START Extract to read
Ahead of the get-together between the FIA, teams and Bernie Ecclestone at Biggin Hill to try to make progress on a cost reduction plan, there is a growing feeling in the F1 paddock that action is now essential.
Marussia sporting director Graeme Lowdon reckons the outcome is not just crucial for the survival of teams, though, because he thinks the sport's popularity is also at stake.
He is concerned that a growing financial divide between the big and smaller teams is adversely affecting competition on track and becoming a turn-off for fans.
Under the terms of F1's current prize money structure, teams like Red Bull and Ferrari are taking home £100 million per year, while outfits like Sauber, Williams and Force India only get around £30 million.
Lowdon fears that if the financial situation is not changed to help level the playing field and open up the fight for wins, then F1 risks being losing more fans at a time when it is already seeing an audience drop.
F1's dissenters prepare for battle
"The most important asset in F1 is not any particular driver or team - the most important asset is the fans," Lowdon told AUTOSPORT.
END Extract to read
▶ [Set task 1]:
Repeat the news piece on Formula 1 team finances word for word.
START Data
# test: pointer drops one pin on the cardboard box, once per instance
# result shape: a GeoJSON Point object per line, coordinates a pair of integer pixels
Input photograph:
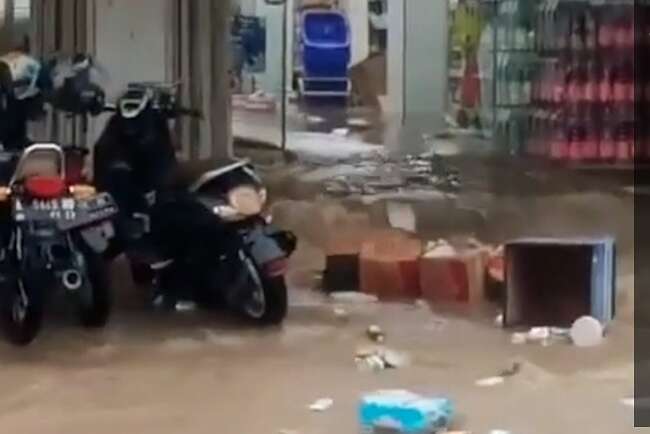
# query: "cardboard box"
{"type": "Point", "coordinates": [459, 278]}
{"type": "Point", "coordinates": [389, 266]}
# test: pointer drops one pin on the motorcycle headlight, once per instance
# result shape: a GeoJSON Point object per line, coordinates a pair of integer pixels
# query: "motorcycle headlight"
{"type": "Point", "coordinates": [243, 202]}
{"type": "Point", "coordinates": [248, 201]}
END Data
▶ [Set task 2]:
Reproduce the entries above exactly, from the first test line through the last set of coordinates, and leave out the pictures.

▶ [Final answer 1]:
Ahead of the get-together between the FIA, teams and Bernie Ecclestone at Biggin Hill to try to make progress on a cost reduction plan, there is a growing feeling in the F1 paddock that action is now essential.
Marussia sporting director Graeme Lowdon reckons the outcome is not just crucial for the survival of teams, though, because he thinks the sport's popularity is also at stake.
He is concerned that a growing financial divide between the big and smaller teams is adversely affecting competition on track and becoming a turn-off for fans.
Under the terms of F1's current prize money structure, teams like Red Bull and Ferrari are taking home £100 million per year, while outfits like Sauber, Williams and Force India only get around £30 million.
Lowdon fears that if the financial situation is not changed to help level the playing field and open up the fight for wins, then F1 risks being losing more fans at a time when it is already seeing an audience drop.
F1's dissenters prepare for battle
"The most important asset in F1 is not any particular driver or team - the most important asset is the fans," Lowdon told AUTOSPORT.

▶ [Final answer 2]:
# test: pointer drops one pin on the cardboard box, once per instance
# result shape: a GeoJSON Point object per line, coordinates a pair of integer pixels
Input photograph:
# query: "cardboard box"
{"type": "Point", "coordinates": [459, 278]}
{"type": "Point", "coordinates": [389, 266]}
# test: pointer drops one pin on the motorcycle headlight, once per instance
# result shape: a GeoJSON Point object per line, coordinates a pair of integer pixels
# query: "motorcycle headlight"
{"type": "Point", "coordinates": [243, 202]}
{"type": "Point", "coordinates": [248, 201]}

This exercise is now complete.